Non-controlling Interests and Hypothetical Liquidation at Book Value (“HLBV”)

Non-controlling interests represent the portion of net assets in consolidated entities that are not owned by the Company and are reported as a component of equity in the consolidated balance sheets. Non-controlling interests in subsidiaries that are redeemable either at the option of the holder or at fixed and determinable prices at certain dates in the future are classified as


95


redeemable non-controlling interests in subsidiaries between liabilities and stockholders' equity in the consolidated balance sheets. Redeemable non-controlling interests that are currently redeemable or redeemable after the passage of time are adjusted to their redemption value as changes occur. The Company applies the guidance in ASC 810-10 along with the SEC guidance in ASC 480-10-S99-3A in the valuation of redeemable non-controlling interests.

The Company has determined the allocation of economics between the controlling party and the third party for non-controlling interests does not correspond to ownership percentages for certain of its consolidated subsidiaries. In order to reflect the substantive profit sharing arrangements, the Company has determined that the appropriate methodology for determining the value of non-controlling interests is a balance sheet approach using the HLBV method. Under the HLBV method, the amounts reported as non-controlling interest on the consolidated balance sheets represent the amounts the third party investors could hypothetically receive at each balance sheet reporting date based on the liquidation provisions of the respective operating partnership agreements. HLBV assumes that the proceeds available for distribution are equivalent to the unadjusted, stand-alone net assets of each respective partnership, as determined under U.S. GAAP. The third party non-controlling interests in the consolidated statements of operations and statements of comprehensive loss are determined based on the difference in the carrying amounts of non-controlling interests on the consolidated balance sheets between reporting dates, adjusted for any capital transactions between the Company and third party investors that occurred during the respective period.

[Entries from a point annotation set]
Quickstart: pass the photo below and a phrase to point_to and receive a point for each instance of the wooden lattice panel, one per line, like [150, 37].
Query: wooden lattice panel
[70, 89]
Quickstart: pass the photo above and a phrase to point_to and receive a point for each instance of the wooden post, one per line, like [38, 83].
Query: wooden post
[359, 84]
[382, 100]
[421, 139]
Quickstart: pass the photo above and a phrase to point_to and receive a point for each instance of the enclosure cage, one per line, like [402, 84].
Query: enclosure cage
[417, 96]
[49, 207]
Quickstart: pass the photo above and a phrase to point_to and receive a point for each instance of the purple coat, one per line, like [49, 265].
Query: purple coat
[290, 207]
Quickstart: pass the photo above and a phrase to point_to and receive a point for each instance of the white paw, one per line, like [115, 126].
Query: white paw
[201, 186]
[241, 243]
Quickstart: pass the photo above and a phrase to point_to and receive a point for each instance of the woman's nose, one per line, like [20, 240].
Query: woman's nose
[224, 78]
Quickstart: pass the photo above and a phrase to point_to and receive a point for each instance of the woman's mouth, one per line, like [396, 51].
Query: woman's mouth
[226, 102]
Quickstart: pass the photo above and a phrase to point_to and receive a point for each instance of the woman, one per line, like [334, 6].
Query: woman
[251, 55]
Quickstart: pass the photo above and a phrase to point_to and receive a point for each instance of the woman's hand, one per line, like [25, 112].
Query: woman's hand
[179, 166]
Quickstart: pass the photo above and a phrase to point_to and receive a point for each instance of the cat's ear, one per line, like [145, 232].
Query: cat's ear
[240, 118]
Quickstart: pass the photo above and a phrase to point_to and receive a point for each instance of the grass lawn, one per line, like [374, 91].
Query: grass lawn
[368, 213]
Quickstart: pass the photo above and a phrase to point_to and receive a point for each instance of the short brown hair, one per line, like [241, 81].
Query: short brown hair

SET EXERCISE 1:
In the passage on non-controlling interests and HLBV, what does HLBV assume the proceeds available for distribution are equivalent to?
SET EXERCISE 2:
Proceed with the passage on non-controlling interests and HLBV, picking up after its final sentence.

WRITTEN RESPONSE 1:
The unadjusted, stand-alone net assets of each respective partnership, as determined under U.S. GAAP.

WRITTEN RESPONSE 2:
Where, prior to the commencement of operating activities for a respective renewable energy facility, HLBV results in an immediate change in the carrying value of non-controlling interest on the consolidated balance sheet due to the recognition of ITCs or other adjustments as required by the U.S. Internal Revenue Code, the Company defers the recognition of the respective adjustments and recognizes the adjustments in non-controlling interest on the consolidated statement of operations on a straight-line basis over the expected life of the underlying assets giving rise to the respective difference. Similarly, where the Company has acquired a controlling interest in a partnership and there is a resulting difference between the initial fair value of non-controlling interest and the value of non-controlling interest as measured using HLBV, the Company initially records non-controlling interest at fair value and amortizes the resulting difference over the remaining life of the underlying assets.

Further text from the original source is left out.